Please copy out every line of the records below that contains the string "white", treating uppercase and lowercase as different.

Segmentation labeling records
>> START
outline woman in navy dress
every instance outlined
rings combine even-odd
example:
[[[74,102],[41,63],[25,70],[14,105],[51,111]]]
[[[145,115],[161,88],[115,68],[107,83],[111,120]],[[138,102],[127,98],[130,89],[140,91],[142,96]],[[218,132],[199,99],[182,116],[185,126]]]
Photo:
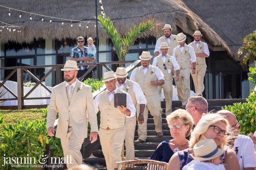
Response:
[[[174,153],[188,148],[186,137],[190,135],[194,122],[190,114],[181,109],[168,115],[166,120],[173,139],[160,143],[150,159],[168,163]]]

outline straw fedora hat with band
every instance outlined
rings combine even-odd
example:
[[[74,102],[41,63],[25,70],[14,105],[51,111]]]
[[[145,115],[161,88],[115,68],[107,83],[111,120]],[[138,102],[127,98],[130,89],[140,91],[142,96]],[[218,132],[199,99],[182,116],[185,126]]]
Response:
[[[179,33],[177,35],[177,39],[176,40],[178,42],[183,42],[186,40],[187,36],[184,34],[182,33]]]
[[[115,74],[117,78],[125,78],[128,76],[124,67],[117,67]]]
[[[113,71],[110,71],[108,72],[104,73],[104,80],[102,81],[102,82],[108,81],[111,80],[116,78],[115,75]]]
[[[212,139],[207,139],[197,142],[193,147],[191,156],[198,161],[208,161],[222,155],[224,151],[218,148]]]
[[[166,24],[165,25],[165,26],[163,27],[163,30],[165,29],[171,29],[171,30],[172,30],[173,29],[172,29],[172,27],[171,26],[171,25],[170,24]]]
[[[148,60],[152,58],[152,56],[150,55],[149,51],[142,51],[141,55],[139,57],[141,60]]]
[[[160,49],[169,49],[170,47],[168,45],[168,44],[166,42],[161,42],[160,44]]]
[[[64,68],[61,69],[61,71],[67,71],[67,70],[79,70],[77,68],[76,61],[74,60],[67,60],[66,61]]]
[[[196,30],[195,31],[195,33],[194,33],[193,36],[194,36],[195,35],[200,35],[201,36],[203,36],[202,34],[201,34],[201,32],[199,30]]]

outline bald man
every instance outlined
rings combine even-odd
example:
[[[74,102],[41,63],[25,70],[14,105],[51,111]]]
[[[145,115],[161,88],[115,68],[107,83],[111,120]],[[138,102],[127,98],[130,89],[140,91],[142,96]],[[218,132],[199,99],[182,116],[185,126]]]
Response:
[[[232,112],[222,110],[217,112],[228,121],[234,136],[233,150],[236,152],[241,170],[254,170],[256,166],[256,157],[254,145],[250,137],[238,134],[239,125],[236,116]]]

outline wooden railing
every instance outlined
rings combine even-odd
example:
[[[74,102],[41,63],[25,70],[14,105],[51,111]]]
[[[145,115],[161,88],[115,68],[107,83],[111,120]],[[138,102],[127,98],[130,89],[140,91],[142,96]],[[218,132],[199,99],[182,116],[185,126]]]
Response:
[[[103,68],[105,67],[108,71],[112,71],[107,65],[119,64],[124,65],[126,63],[131,63],[132,64],[126,68],[126,71],[128,72],[131,71],[134,68],[140,65],[140,60],[135,61],[109,61],[101,63],[86,63],[78,64],[78,65],[91,65],[91,67],[81,77],[78,78],[78,80],[83,80],[88,74],[89,74],[95,67],[98,69],[98,78],[100,78],[102,77],[102,70]],[[14,98],[2,98],[0,99],[1,101],[6,100],[17,100],[17,106],[14,107],[18,110],[22,109],[24,108],[24,100],[32,100],[38,99],[49,99],[50,98],[47,97],[36,97],[36,98],[29,98],[28,96],[34,91],[34,90],[39,85],[45,88],[46,90],[50,93],[52,92],[51,90],[49,89],[45,84],[42,83],[45,79],[52,73],[54,70],[55,70],[56,72],[56,84],[59,84],[63,81],[63,77],[62,76],[62,73],[61,70],[64,67],[64,64],[57,64],[56,65],[38,65],[38,66],[22,66],[22,67],[0,67],[0,70],[13,70],[11,73],[7,76],[6,78],[0,83],[0,87],[2,87],[5,88],[8,92],[11,94]],[[38,79],[36,76],[33,75],[29,70],[30,69],[35,69],[39,68],[46,68],[51,67],[51,68],[48,71],[48,72],[42,77],[40,80]],[[32,88],[24,96],[24,89],[23,89],[23,72],[25,71],[27,72],[30,76],[31,76],[36,81],[35,85],[33,86]],[[15,94],[11,89],[5,85],[5,83],[15,73],[17,76],[17,94]]]

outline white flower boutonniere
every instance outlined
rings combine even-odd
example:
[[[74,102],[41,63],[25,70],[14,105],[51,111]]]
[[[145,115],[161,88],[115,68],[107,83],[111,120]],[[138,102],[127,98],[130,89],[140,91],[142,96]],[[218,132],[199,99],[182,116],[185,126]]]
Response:
[[[186,52],[187,52],[188,51],[188,47],[187,46],[187,48],[186,48],[186,51],[185,52],[185,54],[186,54]]]
[[[78,88],[77,88],[77,90],[76,90],[76,92],[78,92],[80,90],[82,90],[82,89],[83,89],[83,83],[81,83],[80,85],[78,86]]]
[[[127,85],[125,88],[126,89],[126,92],[127,92],[128,89],[129,89],[130,88],[130,86],[129,86],[129,85]]]

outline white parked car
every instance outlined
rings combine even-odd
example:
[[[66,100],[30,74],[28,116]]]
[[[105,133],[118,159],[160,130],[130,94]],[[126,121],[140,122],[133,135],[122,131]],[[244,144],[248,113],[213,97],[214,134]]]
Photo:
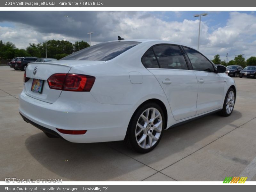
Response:
[[[169,41],[107,42],[58,61],[29,64],[20,112],[50,137],[124,140],[146,153],[170,127],[213,112],[231,114],[236,89],[226,70]]]

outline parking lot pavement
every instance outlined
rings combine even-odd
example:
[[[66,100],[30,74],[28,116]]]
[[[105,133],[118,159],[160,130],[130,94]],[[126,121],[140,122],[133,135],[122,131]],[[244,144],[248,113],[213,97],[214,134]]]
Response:
[[[122,141],[71,143],[47,137],[18,111],[24,72],[0,66],[0,180],[256,180],[256,79],[235,78],[237,95],[230,116],[204,117],[165,131],[144,154]]]

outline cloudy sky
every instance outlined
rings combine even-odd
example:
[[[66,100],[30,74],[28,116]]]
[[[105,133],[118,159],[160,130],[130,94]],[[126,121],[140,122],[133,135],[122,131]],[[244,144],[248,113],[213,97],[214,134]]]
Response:
[[[55,39],[92,44],[125,39],[157,39],[196,48],[202,17],[199,51],[211,59],[219,54],[228,61],[235,55],[256,56],[256,13],[254,12],[0,11],[0,40],[20,48],[29,43]]]

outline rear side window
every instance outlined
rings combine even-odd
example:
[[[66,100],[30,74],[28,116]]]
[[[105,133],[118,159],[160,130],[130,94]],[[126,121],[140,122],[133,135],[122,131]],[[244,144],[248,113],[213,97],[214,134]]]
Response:
[[[203,55],[193,49],[187,47],[183,48],[189,59],[194,70],[214,72],[212,64]]]
[[[178,45],[157,45],[154,47],[153,50],[161,68],[188,69],[183,54]]]
[[[60,60],[108,61],[140,43],[134,41],[104,43],[82,49]]]
[[[141,59],[141,62],[146,68],[159,68],[152,49],[147,51]]]

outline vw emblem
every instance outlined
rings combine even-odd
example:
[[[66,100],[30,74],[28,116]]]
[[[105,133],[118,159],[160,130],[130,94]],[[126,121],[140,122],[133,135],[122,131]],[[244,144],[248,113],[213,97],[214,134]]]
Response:
[[[37,69],[37,66],[34,69],[34,72],[33,72],[33,74],[34,75],[36,75],[36,70]]]

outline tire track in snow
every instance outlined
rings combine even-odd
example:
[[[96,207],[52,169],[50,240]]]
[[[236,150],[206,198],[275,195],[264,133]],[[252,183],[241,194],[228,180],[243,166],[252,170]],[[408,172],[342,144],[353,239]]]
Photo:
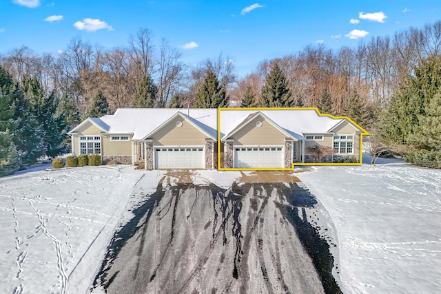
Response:
[[[29,204],[32,207],[32,209],[37,213],[37,216],[39,218],[39,221],[40,222],[41,229],[43,233],[48,237],[49,239],[52,240],[55,244],[55,251],[57,253],[57,267],[58,271],[60,273],[60,277],[61,278],[61,291],[62,294],[65,294],[66,293],[66,286],[68,284],[68,275],[64,270],[64,267],[63,266],[63,255],[61,254],[61,245],[60,244],[60,241],[52,235],[49,231],[48,231],[48,227],[46,227],[46,222],[44,220],[43,216],[40,214],[40,211],[38,209],[36,209],[34,207],[34,204],[32,200],[29,200]]]

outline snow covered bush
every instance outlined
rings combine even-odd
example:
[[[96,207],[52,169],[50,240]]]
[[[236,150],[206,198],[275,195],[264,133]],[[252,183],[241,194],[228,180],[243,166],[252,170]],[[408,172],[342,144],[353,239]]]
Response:
[[[355,156],[340,156],[334,159],[334,163],[358,163]]]
[[[79,167],[84,167],[85,165],[88,165],[89,164],[89,158],[88,157],[88,154],[81,154],[78,156],[78,166]]]
[[[54,169],[61,169],[64,167],[64,160],[63,158],[54,158],[52,160],[52,167]]]
[[[98,154],[89,154],[89,165],[100,165],[101,164],[101,156]]]
[[[68,156],[66,158],[66,167],[78,167],[78,157]]]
>> END
WRITTEN REPLY —
outline white flower boutonniere
outline white parked car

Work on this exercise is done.